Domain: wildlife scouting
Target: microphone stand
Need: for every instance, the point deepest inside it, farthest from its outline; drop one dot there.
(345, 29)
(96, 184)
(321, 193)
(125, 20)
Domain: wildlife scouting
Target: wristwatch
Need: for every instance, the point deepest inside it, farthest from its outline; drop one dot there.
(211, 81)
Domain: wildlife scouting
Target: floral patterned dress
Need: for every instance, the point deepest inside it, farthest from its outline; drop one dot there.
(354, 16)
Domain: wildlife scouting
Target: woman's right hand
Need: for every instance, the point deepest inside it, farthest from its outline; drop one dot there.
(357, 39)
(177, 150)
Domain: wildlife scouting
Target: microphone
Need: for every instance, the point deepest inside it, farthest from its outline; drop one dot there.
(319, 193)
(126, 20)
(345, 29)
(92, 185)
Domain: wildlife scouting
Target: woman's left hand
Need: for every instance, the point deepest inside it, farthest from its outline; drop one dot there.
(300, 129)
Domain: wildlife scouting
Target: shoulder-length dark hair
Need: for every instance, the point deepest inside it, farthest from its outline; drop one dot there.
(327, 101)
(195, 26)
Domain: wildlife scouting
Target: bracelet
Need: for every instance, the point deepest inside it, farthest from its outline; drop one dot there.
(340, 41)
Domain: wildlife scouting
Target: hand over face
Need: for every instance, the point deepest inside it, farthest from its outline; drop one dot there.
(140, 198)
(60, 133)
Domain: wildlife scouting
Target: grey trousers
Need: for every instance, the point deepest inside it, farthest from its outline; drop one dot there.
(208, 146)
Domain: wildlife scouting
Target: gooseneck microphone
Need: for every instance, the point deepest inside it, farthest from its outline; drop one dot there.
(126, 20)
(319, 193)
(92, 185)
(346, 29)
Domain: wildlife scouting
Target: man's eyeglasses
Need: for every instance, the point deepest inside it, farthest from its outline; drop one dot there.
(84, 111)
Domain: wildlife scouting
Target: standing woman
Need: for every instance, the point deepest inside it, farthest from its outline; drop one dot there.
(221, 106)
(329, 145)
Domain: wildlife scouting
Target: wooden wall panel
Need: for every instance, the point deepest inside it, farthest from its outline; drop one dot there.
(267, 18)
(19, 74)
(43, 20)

--

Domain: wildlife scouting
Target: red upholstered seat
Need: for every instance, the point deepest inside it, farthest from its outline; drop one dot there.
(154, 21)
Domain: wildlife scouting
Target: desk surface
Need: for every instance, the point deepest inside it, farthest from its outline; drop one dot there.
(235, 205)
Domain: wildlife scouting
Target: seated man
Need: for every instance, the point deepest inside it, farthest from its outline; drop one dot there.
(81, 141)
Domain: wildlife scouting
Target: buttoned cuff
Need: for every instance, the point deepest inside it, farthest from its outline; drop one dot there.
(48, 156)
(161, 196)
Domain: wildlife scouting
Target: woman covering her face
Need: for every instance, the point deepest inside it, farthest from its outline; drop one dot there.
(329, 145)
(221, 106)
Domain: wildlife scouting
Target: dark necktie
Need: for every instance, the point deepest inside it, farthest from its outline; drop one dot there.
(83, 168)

---

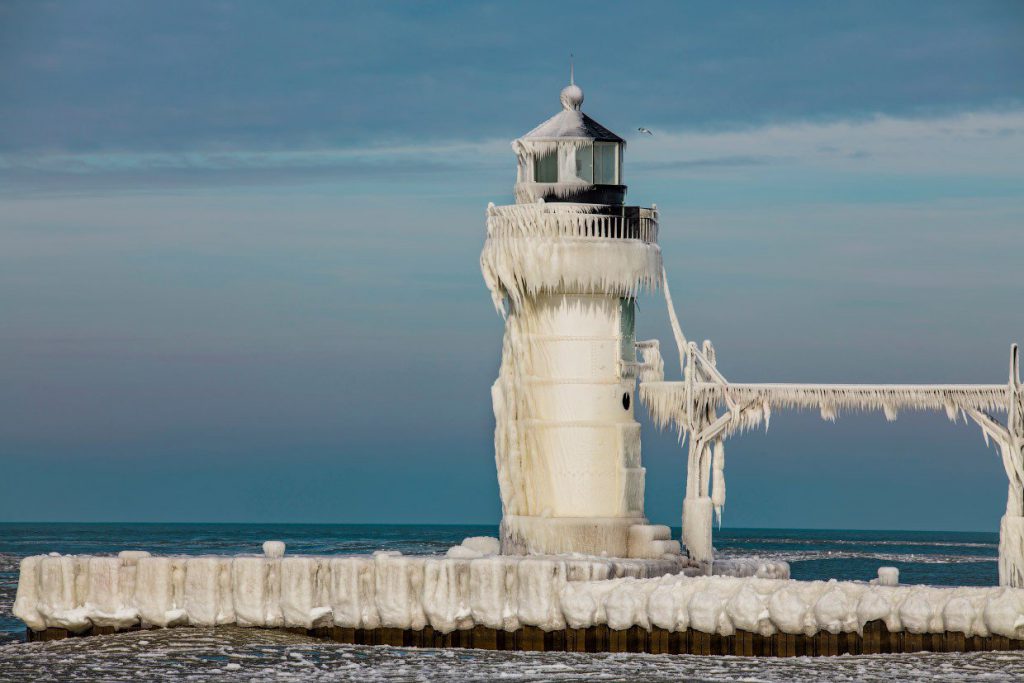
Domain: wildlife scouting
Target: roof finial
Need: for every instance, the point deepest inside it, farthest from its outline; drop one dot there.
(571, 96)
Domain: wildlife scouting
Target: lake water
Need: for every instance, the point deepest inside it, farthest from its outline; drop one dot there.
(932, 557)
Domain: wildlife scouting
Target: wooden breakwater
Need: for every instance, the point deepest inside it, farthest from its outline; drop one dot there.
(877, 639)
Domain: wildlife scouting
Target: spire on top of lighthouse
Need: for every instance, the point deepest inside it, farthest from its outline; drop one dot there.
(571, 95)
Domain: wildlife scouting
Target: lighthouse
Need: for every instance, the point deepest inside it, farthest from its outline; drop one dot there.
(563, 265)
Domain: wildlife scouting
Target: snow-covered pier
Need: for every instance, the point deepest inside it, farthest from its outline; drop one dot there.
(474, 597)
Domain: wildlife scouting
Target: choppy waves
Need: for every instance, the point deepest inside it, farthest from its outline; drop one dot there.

WHAT TO PRODUCE:
Count the lines in the entries that contain the word "dark", treating case as significant. Reply with the number alone.

TASK RESULT:
2